:: Extract to read ::
=-=-=

Together with CACTI, RELAMPAGO has enabled the observation of processes related to orographic CI success and failure with detailed multi-Doppler radar analyses and dense, frequent radiosonde observations that will be used to robustly examine these processes in multiscale models. The unique storm environments, the role of orographic flows, and storm-internal processes in producing tall, wide convective updrafts, hail-producing but nontornadic severe convective storms, high lightning flash rates, and rapid convective mode transitions and upscale growth were documented with detailed and comprehensive observations, allowing connections between storm environment, kinematics, and microphysical processes in intense convection to be revealed. Detailed case study analysis and modeling studies of convective storm life cycle will continue to elucidate how SESA storms fit into the global intense convective spectrum, as well as help meteorological services in SESA improve societal resilience to extreme weather. RELAMPAGO observations have and will continue to help us understand the physical processes in severe storms and their impacts, including heavy precipitation and hydrometeorological processes in Argentina, aiding the global monitoring and prediction of HIW and land–atmosphere interactions on weather and climate time scales.

=-=-=

:: Records supplied ::

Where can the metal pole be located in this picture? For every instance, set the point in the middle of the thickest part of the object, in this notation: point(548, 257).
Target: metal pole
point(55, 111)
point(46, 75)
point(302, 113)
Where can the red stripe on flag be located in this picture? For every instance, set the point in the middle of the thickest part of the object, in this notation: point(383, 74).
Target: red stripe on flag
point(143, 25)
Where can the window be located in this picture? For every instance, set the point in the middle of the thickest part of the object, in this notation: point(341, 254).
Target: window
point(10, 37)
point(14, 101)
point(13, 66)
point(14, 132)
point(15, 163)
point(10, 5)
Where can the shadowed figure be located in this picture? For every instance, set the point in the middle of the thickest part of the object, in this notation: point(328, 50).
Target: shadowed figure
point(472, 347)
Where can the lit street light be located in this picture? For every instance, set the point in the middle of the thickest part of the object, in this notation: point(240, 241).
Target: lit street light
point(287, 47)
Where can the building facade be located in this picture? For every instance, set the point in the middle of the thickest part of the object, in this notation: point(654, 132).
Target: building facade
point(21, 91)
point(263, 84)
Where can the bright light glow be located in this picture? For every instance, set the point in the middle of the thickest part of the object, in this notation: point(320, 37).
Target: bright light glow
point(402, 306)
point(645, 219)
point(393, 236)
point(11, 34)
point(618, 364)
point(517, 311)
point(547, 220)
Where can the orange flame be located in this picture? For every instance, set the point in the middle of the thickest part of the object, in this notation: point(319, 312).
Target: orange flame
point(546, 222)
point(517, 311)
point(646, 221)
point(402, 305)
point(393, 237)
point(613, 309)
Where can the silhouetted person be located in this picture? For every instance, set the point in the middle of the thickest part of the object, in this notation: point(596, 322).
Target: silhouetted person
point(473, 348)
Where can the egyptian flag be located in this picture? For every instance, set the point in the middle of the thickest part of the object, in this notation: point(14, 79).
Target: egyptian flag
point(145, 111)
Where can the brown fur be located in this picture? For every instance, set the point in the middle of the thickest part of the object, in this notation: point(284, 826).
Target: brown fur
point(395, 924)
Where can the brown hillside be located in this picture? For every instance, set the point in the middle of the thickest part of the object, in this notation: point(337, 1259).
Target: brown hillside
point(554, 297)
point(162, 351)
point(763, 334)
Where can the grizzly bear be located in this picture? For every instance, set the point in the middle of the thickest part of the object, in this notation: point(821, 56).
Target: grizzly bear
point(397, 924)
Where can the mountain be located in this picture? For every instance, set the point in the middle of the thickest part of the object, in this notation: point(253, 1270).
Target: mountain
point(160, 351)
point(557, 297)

=-=-=

:: Directions ::
(A) In the RELAMPAGO passage, which other effort is RELAMPAGO said to have worked together with?
(B) Carry on the RELAMPAGO passage from its last sentence.

:: Responses ::
(A) CACTI.

(B)
Acknowledgments
We also thank all the participants of the campaign, who worked long hours to collect RELAMPAGO data. We thank the National Science Foundation for major support of RELAMPAGO. The authors would like to acknowledge the following NSF grants: AGS-1628708, 1661799, 1661800, 1661679, 1661785, 1661862, 1661726, 1661707, 1661768, 1661657 1661662, 1661863, 1641167, 1835055, and U.S. DOE Office of Science Biological and Environmental Research as part of the Atmospheric System Research program. Research was supported by projects PICT 2017-0221 and UBACyT 20020170100164BA, international cooperation project CONICET - FAPESP 1278/17, CONICET - NSF 2356/18 and SPRINT 3/2016 - FAPESP 2016/50458-1. Thanks also to SPU Res 2018-29 and INVAP S.E. for their contributions.
Major funding for the RELAMPAGO LMA came from the NOAA GOES-R Program, with additional support from the NASA Lightning Imaging Sensor (LIS) project; NASA MSFC grant NNM11AA01A. NASA GPM-GV also supported the deployment of disdrometers. We are grateful to SMN for unconditionally supporting RELAMPAGO operations, forecasting activities, importation–exportation processes, CSWR equipment storage. We also thank all the participants of the campaign, who worked long hours to collect RELAMPAGO data.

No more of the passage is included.